■ WHAT THE EXERCISE ASKS ■
Down to the last line, reproduce the data below exactly.

■ Natural-language object grounding data ■
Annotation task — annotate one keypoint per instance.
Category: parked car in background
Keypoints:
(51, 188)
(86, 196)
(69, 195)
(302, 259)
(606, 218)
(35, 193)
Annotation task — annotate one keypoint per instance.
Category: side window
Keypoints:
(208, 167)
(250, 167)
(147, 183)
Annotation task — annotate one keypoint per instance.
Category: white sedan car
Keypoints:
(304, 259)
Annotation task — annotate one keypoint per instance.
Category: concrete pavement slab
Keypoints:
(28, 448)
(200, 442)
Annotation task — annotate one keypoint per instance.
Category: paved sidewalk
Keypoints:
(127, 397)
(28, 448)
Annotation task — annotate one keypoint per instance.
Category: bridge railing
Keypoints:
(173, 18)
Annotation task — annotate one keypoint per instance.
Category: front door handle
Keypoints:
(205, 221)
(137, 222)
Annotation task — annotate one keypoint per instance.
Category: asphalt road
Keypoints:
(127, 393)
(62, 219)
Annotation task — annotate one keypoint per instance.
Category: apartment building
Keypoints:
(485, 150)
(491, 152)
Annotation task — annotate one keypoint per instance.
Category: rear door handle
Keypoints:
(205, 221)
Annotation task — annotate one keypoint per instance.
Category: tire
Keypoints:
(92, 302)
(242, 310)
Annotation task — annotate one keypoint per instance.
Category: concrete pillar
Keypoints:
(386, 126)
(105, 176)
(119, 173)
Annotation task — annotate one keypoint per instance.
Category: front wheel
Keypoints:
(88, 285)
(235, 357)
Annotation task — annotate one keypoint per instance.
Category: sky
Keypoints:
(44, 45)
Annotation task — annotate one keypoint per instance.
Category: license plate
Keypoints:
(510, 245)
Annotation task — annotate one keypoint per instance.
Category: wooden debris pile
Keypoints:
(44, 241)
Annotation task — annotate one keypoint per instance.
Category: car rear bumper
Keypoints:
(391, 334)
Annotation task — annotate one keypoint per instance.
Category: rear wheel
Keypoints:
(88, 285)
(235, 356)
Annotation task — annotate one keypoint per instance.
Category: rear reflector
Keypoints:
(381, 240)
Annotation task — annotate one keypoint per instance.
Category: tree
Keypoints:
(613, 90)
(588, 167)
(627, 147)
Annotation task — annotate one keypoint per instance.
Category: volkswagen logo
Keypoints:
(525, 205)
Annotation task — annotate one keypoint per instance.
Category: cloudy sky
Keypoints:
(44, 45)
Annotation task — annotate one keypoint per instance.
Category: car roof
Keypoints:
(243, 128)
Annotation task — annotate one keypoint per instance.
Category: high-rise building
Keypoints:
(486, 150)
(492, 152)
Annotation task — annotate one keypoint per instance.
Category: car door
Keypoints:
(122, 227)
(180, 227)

■ RESULT FOR THIS TASK ■
Annotation task — annotate one keypoint per instance.
Category: parked car in background
Keypoints:
(51, 188)
(86, 196)
(69, 195)
(302, 259)
(606, 218)
(35, 193)
Annotation task — annotate one keypoint per instance.
Category: side window
Keypoints:
(208, 167)
(250, 167)
(147, 183)
Annotation task — annotate one keypoint per instance.
Category: white sedan car
Keypoints:
(304, 259)
Annotation task — annotate one keypoint per instance.
Category: concrete pavement slab
Keypoints:
(28, 448)
(200, 442)
Annotation task — annotate one keypoint per instance.
Category: paved sidewalk
Keypoints:
(127, 397)
(28, 448)
Annotation task — annotate one keypoint per instance.
Category: bridge railing
Keypoints:
(173, 18)
Annotation task — annotate one keypoint per instance.
Category: front door handle
Keypoints:
(205, 221)
(137, 222)
Annotation task — annotate one keypoint per instance.
Category: asphalt road
Keypoints:
(127, 393)
(62, 219)
Annotation task — annotate one keypoint per instance.
Category: apartment building
Keypoints:
(485, 150)
(491, 152)
Annotation task — annotate one keypoint per instance.
Category: rear door handle
Keypoints:
(205, 221)
Annotation task — annotate one keypoint per instance.
Category: tire
Keypoints:
(92, 302)
(242, 310)
Annotation task — annotate one keypoint per instance.
Category: concrete pillar
Keypoints:
(386, 126)
(105, 176)
(119, 173)
Annotation task — annotate one keypoint per instance.
Category: front wheel
Keypoints:
(88, 285)
(235, 357)
Annotation task — annotate one keypoint per instance.
Category: sky
Keypoints:
(44, 45)
Annotation task — annotate one keypoint per instance.
Category: license plate
Keypoints:
(510, 245)
Annotation task — annotate one keypoint per instance.
Category: wooden debris pile
Keypoints:
(44, 241)
Annotation task — annotate one keypoint per instance.
Category: car rear bumper
Keypoints:
(391, 334)
Annotation task — annotate one keypoint per instance.
Category: rear wheel
Keypoints:
(88, 285)
(235, 356)
Annotation task — annotate one keypoint per instance.
Category: rear reflector
Keypoints:
(381, 240)
Annotation task — annotate one keypoint per instance.
Category: tree
Keypoints:
(613, 90)
(588, 167)
(627, 147)
Annotation task — annotate one keypoint per instance.
Category: volkswagen logo
Keypoints:
(525, 205)
Annotation task — annotate one keypoint per instance.
Category: cloudy sky
Keypoints:
(44, 45)
Annotation task — annotate one keypoint per instance.
Category: car roof
Keypoints:
(243, 128)
Annotation task — annotate one keypoint per instance.
Category: high-rise building
Keypoints:
(486, 150)
(492, 152)
Annotation task — annotate one keypoint per instance.
Category: car door
Keypoints:
(122, 227)
(180, 227)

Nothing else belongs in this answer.